- _Work to be completed_
Would you copy out the following passage on FPGA design flows in full, word for word?

|
High-end electronic design flows have traditionally
included the creation of
Verilog™/VHDL representations by hand.
These manual methods were effective in the
past, but the algorithms used in many of
today’s new designs are so complex that traditional
design practices are now inadequate.
Meanwhile, FPGAs are increasingly
attractive because companies can avoid
time-consuming, exorbitant mask re-spins
and other risks associated with ASICs. The
emergence of multimillion-gate, 1,000+
pin, “ASIC-like” devices incorporating
embedded processors and innovative memory
architectures calls for a system-level
approach to programmable logic design.
FPGAs have already moved beyond
their traditional applications into new
domains such as digital signal processing
(DSP). Unfortunately, creating register
transfer level (RTL) implementations for
high-end FPGAs can become as errorprone
and time-consuming as when targeting
an ASIC, thereby negating much of
their inherent value.
You can now prevent these problems by
adopting a design flow based on the simulation
and synthesis of C representations.
By using pure untimed C++ to describe
functional intent, your design teams can
move up to a far more productive abstraction
level for designing hardware, thus
reducing implementation efforts by as
much as 20 times while creating a more
repeatable and reliable design flow.
An important outcome of this approach
is that you can produce designs of better
quality than traditional RTL methods by
identifying fundamentally superior microarchitectural
solutions.
In this article, we’ll examine the conventional
design flow and its associated
problems, and highlight some alternative
approaches to hardware design based on
the use of C/C++, comparing the pros and
cons of SystemC™ and the pure, untimed
C++ used by Mentor Graphics®
Catapult™ C Synthesis tool.
Traditional Design Flow
Many high-end designs in the communications
or video/image processing industries
are typically based on extremely complex
algorithms. The first step in a conventional design flow involves modeling
and proving the design
functionality at the algorithmic
level of abstraction, using
tools such as MATLAB™
from The MathWorks or
plain C/C++ modeling.

- _Listed entries_

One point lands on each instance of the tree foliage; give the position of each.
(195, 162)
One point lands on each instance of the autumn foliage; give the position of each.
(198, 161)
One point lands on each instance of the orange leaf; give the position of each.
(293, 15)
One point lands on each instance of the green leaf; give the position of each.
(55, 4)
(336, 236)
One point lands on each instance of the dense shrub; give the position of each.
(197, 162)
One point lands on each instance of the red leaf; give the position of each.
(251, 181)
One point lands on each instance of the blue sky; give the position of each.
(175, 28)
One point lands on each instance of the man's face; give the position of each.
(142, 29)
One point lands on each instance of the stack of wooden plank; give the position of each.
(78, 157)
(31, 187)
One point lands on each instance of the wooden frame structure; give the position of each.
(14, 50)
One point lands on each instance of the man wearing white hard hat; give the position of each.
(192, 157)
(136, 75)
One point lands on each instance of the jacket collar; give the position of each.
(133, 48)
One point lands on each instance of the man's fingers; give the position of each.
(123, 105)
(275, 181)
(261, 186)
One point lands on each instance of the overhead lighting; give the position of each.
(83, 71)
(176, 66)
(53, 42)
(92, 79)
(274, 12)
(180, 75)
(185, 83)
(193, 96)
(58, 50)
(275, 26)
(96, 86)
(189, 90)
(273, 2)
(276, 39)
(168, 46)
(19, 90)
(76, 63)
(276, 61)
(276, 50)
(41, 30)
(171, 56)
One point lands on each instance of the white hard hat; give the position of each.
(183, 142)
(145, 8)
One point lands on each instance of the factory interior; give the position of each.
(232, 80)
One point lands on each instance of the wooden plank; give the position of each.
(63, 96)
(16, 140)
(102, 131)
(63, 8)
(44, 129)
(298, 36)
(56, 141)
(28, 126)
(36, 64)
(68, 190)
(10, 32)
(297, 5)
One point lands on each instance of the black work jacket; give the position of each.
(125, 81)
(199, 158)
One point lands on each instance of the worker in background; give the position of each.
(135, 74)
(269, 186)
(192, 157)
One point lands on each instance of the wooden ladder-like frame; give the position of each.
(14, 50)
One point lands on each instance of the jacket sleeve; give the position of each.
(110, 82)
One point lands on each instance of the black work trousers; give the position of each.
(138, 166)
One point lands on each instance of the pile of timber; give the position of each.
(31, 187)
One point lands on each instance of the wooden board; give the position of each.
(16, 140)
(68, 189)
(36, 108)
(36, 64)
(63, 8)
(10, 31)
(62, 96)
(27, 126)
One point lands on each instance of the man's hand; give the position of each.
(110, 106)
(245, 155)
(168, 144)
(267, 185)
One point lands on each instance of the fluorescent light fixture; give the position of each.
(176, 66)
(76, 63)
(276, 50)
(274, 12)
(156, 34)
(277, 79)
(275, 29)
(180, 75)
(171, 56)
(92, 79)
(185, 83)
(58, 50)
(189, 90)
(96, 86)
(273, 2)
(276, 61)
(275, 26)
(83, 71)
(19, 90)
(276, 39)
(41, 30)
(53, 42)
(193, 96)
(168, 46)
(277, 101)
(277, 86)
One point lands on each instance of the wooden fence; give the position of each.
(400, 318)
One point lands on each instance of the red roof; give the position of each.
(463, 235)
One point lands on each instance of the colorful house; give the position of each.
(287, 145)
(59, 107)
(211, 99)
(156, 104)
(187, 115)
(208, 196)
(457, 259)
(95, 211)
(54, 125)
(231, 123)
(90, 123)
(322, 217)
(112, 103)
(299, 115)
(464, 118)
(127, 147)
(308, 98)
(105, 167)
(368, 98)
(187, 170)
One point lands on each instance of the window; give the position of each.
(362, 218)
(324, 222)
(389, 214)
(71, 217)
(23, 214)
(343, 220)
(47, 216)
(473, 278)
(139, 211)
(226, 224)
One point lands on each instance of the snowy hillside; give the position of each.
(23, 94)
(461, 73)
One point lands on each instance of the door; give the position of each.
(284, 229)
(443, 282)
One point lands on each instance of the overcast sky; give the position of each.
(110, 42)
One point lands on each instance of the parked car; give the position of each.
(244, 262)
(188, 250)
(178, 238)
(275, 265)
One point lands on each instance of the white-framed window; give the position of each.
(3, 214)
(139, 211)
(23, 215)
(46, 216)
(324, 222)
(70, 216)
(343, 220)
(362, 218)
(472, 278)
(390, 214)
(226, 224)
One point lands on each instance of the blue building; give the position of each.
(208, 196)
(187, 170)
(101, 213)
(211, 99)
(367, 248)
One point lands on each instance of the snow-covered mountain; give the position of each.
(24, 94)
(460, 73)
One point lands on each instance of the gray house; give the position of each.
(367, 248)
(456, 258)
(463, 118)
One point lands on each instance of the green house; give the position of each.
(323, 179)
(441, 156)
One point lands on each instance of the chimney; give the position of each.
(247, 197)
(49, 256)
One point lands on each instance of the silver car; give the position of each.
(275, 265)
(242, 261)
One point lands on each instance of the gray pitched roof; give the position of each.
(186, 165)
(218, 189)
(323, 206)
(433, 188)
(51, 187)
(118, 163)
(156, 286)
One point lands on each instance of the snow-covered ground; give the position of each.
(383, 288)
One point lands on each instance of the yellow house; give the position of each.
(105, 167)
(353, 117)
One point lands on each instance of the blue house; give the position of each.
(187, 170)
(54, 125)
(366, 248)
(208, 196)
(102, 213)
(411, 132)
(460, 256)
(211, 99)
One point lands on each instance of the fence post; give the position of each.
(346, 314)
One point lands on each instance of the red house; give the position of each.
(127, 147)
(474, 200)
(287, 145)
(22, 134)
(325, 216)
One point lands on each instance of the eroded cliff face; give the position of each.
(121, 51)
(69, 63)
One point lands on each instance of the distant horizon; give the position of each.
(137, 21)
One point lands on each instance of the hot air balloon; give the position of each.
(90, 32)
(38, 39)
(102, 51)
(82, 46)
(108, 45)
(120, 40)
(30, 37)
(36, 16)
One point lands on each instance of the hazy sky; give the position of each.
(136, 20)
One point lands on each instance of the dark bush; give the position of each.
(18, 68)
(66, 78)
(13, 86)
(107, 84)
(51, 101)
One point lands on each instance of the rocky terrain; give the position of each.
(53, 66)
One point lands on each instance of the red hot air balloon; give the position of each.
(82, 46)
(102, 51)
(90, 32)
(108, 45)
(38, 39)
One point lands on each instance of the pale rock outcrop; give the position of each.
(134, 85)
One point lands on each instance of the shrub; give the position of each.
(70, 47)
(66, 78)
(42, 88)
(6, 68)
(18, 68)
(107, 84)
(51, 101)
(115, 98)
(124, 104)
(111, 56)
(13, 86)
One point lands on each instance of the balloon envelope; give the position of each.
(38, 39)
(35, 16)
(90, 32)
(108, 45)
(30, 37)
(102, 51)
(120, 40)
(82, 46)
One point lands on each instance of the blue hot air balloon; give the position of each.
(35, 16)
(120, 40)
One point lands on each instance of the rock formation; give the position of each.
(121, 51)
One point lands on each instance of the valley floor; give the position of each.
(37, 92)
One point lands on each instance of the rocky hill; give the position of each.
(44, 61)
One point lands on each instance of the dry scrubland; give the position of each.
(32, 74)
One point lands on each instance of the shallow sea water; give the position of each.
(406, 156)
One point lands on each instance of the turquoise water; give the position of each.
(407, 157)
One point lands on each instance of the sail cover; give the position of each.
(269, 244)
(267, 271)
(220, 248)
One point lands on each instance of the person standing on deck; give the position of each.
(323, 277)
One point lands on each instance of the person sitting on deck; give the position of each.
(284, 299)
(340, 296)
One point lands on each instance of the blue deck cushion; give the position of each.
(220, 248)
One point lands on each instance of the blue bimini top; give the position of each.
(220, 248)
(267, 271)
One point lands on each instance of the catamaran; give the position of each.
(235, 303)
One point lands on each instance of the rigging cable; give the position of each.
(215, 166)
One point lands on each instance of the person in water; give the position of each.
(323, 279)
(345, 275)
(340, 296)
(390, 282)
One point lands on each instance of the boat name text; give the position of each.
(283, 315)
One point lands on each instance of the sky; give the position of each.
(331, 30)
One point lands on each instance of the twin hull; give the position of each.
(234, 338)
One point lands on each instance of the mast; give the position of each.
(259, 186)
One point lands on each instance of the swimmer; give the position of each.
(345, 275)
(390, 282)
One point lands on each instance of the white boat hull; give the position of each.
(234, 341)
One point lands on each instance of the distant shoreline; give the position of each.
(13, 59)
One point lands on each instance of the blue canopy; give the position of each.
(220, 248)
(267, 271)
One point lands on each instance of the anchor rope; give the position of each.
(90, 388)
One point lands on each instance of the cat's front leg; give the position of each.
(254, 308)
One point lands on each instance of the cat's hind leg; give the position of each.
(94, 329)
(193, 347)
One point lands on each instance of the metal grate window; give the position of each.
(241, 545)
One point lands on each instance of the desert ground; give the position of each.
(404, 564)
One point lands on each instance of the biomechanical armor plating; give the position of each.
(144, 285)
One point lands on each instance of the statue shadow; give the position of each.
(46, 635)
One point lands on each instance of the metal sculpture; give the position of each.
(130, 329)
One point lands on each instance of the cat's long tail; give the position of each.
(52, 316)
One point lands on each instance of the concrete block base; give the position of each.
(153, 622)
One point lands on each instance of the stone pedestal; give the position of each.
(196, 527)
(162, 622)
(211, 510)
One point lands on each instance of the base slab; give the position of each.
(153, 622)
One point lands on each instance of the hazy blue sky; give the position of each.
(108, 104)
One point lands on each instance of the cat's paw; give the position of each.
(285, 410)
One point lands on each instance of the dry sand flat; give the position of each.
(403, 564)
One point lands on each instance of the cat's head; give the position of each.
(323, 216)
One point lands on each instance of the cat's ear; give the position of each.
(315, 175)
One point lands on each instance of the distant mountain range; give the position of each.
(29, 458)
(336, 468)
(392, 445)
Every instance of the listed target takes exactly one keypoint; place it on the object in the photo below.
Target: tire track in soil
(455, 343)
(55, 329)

- _Reply_
|
High-end electronic design flows have traditionally
included the creation of
Verilog™/VHDL representations by hand.
These manual methods were effective in the
past, but the algorithms used in many of
today’s new designs are so complex that traditional
design practices are now inadequate.
Meanwhile, FPGAs are increasingly
attractive because companies can avoid
time-consuming, exorbitant mask re-spins
and other risks associated with ASICs. The
emergence of multimillion-gate, 1,000+
pin, “ASIC-like” devices incorporating
embedded processors and innovative memory
architectures calls for a system-level
approach to programmable logic design.
FPGAs have already moved beyond
their traditional applications into new
domains such as digital signal processing
(DSP). Unfortunately, creating register
transfer level (RTL) implementations for
high-end FPGAs can become as errorprone
and time-consuming as when targeting
an ASIC, thereby negating much of
their inherent value.
You can now prevent these problems by
adopting a design flow based on the simulation
and synthesis of C representations.
By using pure untimed C++ to describe
functional intent, your design teams can
move up to a far more productive abstraction
level for designing hardware, thus
reducing implementation efforts by as
much as 20 times while creating a more
repeatable and reliable design flow.
An important outcome of this approach
is that you can produce designs of better
quality than traditional RTL methods by
identifying fundamentally superior microarchitectural
solutions.
In this article, we’ll examine the conventional
design flow and its associated
problems, and highlight some alternative
approaches to hardware design based on
the use of C/C++, comparing the pros and
cons of SystemC™ and the pure, untimed
C++ used by Mentor Graphics®
Catapult™ C Synthesis tool.
Traditional Design Flow
Many high-end designs in the communications
or video/image processing industries
are typically based on extremely complex
algorithms. The first step in a conventional design flow involves modeling
and proving the design
functionality at the algorithmic
level of abstraction, using
tools such as MATLAB™
from The MathWorks or
plain C/C++ modeling.